==== Teks Bacaan
- Back to Home »
- Sepotong Inspirasi »
- Belajar Mengalahkan Diri Sendiri
Posted by : Lisfatul Fatinah
13 September 2016
“Karena manusia bukan Tuhan yang
tahu segala yang tersimpan dalam hati dan pikiran. Maka katakanlah, agar orang
lain mengerti dan setiap masalah terselesaikan tanpa adanya masalah baru”
(Anonim)
Satu setengah tahun lalu saat menghadiahi Emak sarjana pendidikan sekaligus menjadi sarjana pertama dalam keluarga :) |
Sebagai
perempuan termuda di rumah, bisa dibilang saya adalah perempuan yang paling
keras kepala. Tidak kalah dengan keras kepalanya Emak. Meskipun sama-sama keras
kepala, kami memiliki satu perbedaan. Emak menunjukkan kekeraskepalaannya
dengan ucapan, sedangkan saya menunjukkan kekeraskepalaan saya dengan diam.
Terbayang
bagaimana jika kami sedang marah? Ya, emak akan terus berbicara dan saya akan
terus diam untuk menunjukkan kemarahan saya. Buruknya lagi, saya baru saja
melewati masa marahan saya dengan Emak di hari ini, tepat di Hari Raya Idul
Adha ini.
Semua ini
bermula dari argument kami tentang pembagian tugas di rumah. Emak dan bapak
memiliki usaha kecil-kecilan berjualan soto di salah satu perkantoran di
Jakarta. Sementara itu saat ini saya sedang bekerja sebagai asisten dosen di
salah satu kampus swasta, mengajar private anak berkebutuhan khusus pada malam
hari, sambil belajar untuk mempersiapkan kuliah di Eropa. Sayangnya, meskipun
saya sudah berusaha untuk mendapatkan beasiswa keluar negeri, tapi Emak dan
Bapak belum meresui saya. Hingga kekecewaan saya memuncak saat saya memilih
belajar dibandingkan membantu kakak di dapur untuk keperluan dagang esok
harinya.
Emak marah.
Seperti biasa membandingkan saya dengan anak tetangga atau sepupu yang lainnya.
Lalu semuanya merambat pada kesalahan-kesalahan sebelumnya yang kembali
disebut. Alhasil, malam itu saya meninggalkan buku-buku saya dan mengerjakan
apa yang Emak minta, meskipun sambil sedikit menangis.
========
==== Daftar Materi
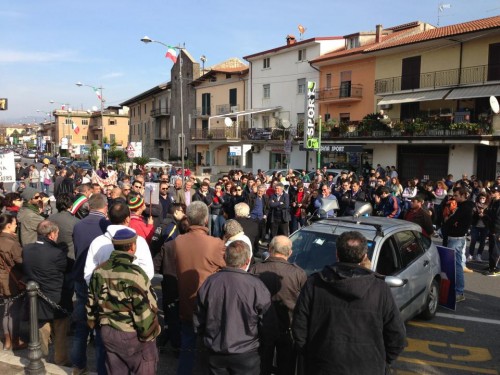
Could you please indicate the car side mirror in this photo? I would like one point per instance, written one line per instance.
(395, 282)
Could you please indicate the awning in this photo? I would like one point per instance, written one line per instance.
(414, 96)
(474, 92)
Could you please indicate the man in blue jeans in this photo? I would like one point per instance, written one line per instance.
(456, 227)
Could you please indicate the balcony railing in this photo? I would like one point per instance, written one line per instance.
(157, 112)
(340, 93)
(442, 78)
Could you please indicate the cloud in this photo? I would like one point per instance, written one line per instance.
(11, 56)
(112, 75)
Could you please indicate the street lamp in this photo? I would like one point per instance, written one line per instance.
(101, 99)
(147, 40)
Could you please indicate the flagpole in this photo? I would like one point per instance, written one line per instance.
(147, 40)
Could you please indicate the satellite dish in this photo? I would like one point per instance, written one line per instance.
(495, 107)
(228, 122)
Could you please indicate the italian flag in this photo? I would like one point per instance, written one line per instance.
(171, 54)
(75, 128)
(96, 90)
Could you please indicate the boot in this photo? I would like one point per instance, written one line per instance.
(7, 343)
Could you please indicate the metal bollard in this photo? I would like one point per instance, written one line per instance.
(35, 365)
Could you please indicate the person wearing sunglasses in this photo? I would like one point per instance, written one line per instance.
(29, 215)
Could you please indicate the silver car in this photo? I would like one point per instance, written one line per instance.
(395, 247)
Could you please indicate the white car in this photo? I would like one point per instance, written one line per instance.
(157, 163)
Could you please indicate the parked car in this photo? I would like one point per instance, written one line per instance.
(80, 164)
(395, 247)
(157, 163)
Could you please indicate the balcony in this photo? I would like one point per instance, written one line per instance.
(203, 112)
(340, 94)
(223, 109)
(439, 79)
(159, 112)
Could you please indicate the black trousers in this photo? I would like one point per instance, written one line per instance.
(234, 364)
(286, 356)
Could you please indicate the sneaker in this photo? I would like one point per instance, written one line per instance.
(494, 272)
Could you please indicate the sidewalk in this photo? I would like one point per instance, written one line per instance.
(14, 364)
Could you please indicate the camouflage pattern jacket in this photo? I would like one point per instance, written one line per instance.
(121, 296)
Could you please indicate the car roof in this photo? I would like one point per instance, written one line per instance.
(370, 226)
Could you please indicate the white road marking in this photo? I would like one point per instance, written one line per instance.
(469, 318)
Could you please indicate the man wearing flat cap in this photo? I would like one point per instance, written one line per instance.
(122, 304)
(29, 215)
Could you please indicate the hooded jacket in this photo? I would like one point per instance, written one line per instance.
(346, 322)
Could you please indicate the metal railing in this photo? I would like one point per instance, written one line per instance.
(342, 92)
(160, 112)
(437, 79)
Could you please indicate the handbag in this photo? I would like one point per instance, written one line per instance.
(21, 286)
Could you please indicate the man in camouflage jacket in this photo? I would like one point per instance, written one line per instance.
(123, 306)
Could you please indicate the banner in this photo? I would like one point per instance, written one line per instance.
(7, 167)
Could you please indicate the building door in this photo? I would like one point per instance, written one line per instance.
(424, 162)
(486, 162)
(233, 101)
(410, 73)
(494, 62)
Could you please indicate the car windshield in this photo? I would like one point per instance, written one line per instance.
(312, 251)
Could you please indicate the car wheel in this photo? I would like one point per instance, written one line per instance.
(432, 301)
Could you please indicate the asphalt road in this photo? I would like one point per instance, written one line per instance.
(464, 341)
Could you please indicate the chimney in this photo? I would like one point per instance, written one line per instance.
(378, 33)
(290, 39)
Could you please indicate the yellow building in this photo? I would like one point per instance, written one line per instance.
(220, 96)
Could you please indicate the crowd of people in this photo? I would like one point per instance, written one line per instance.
(96, 254)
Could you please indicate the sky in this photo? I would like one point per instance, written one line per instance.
(48, 46)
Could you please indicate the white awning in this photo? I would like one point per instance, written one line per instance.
(474, 92)
(414, 96)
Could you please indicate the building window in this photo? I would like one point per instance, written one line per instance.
(344, 118)
(352, 43)
(345, 84)
(301, 86)
(302, 55)
(267, 91)
(267, 63)
(328, 84)
(265, 121)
========
● Soal Latihan:
[A] Tentukan apakah setiap pernyataan berikut sesuai dengan cerita tentang Emak, lalu jawab ya atau tidak disertai kutipan kata-kata penentunya.
(i) Emak menunjukkan kekeraskepalaannya dengan diam.
(ii) Emak dan Bapak berjualan soto di salah satu perkantoran di Jakarta.
(iii) Pada malam itu penulis tetap belajar dengan buku-bukunya.
[B] Jawablah pertanyaan berikut berdasarkan cerita tentang Emak.
(i) Di mana penulis bekerja sebagai asisten dosen?
(ii) Pada hari apa penulis baru saja melewati masa marahan dengan Emak?
(iii) Dengan siapa Emak biasa membandingkan penulis?
[C] Tuliskan lanjutan cerita tentang Emak, dimulai setelah kalimat terakhirnya.
Materi tersebut merupakan bahan tersendiri yang terpisah dari cerita tentang Emak.

● Jawaban Latihan:
[A]
(i) Tidak: "Emak menunjukkan kekeraskepalaannya dengan ucapan".
(ii) Ya: "Emak dan bapak memiliki usaha kecil-kecilan berjualan soto di salah satu perkantoran di Jakarta".
(iii) Tidak: "malam itu saya meninggalkan buku-buku saya dan mengerjakan apa yang Emak minta".

[B]
(i) Di salah satu kampus swasta.
(ii) Tepat di Hari Raya Idul Adha.
(iii) Dengan anak tetangga atau sepupu yang lainnya.

[C]
Saya
menangis bukan karena diminta bekerja membantu menyiapkan dagangan. Saya
menangis karena saya tidak mengerti apa yang harus saya lakukan dengan dagangan
yang selama ini diurus oleh Emak dan kakak saya. Ditambah lagi Emak yang
memberikan perintah berurutan. Saya selalu merasa bingung jika diberi perintah
berurutan atau diberikan daftar perintah lebih dari dua secara langsung dan
bersamaan. Tapi Emak dan orang-orang rumah lainnya tidak memahami saya. Yang
saya tahu –berdasarkan ilmu pendidikan khusus yang sedang saya geluti saat ini,
kurang mampu menerima perintah secara berurutan adalah salah satu tanda
disleksia. Setelah saya telusuri dan ingat-ingat lebih jauh lagi, memang sejak
kecil saya tidak bisa diberi perintah berurutan. Kalaupun saya melakukannya,
saya akan melakukannya sambil menangis kebingungan karena tidak paham mana yang
harus dilakukan duluan.
Lanjut pada
cerita saya pada malam itu. Semuanya saya coba lakukan seperti apa yang
dilakukan Emak dan kakak. Demikian pula keesokan harinya, saya melakukan apa
yang seharusnya saya lakukan sebagai pengajar sekaligus anak. Mengajar,
menyapu, mengepel, dan menyeterika pakaian saya lakukan dengan cukup baik hari
ini.
Sayangnya,
saat saya bangun pukul setengah dua malam untuk shalat, saya mendengar Emak
sedang mengomel sendirian di dapur. Beberapa omelannya tentang pekerjaan untuk
keperluan berdagang esok hari yang belum selesai dikerjakan oleh kami
anak-anaknya. Sisanya adalah kemarahan Emak kepada saya. Refleks saat itu juga
saya tidak jadi beranjak keluar kamar. Saya malah menangis semalaman hingga
mata saya sembab.
Pagi
harinya saya memutuskan absen dari tugas harian saya di rumah. Rumah yang sudah
dipel dan piring kotor yang sudah saya bersih tidak menjadi pemandangan pagi
sebelum saya berangkat bekerja. Saya hanya diam di kamar, memikirkan omelan
Emak malam itu dan pergi bekerja di saat saya harus pergi.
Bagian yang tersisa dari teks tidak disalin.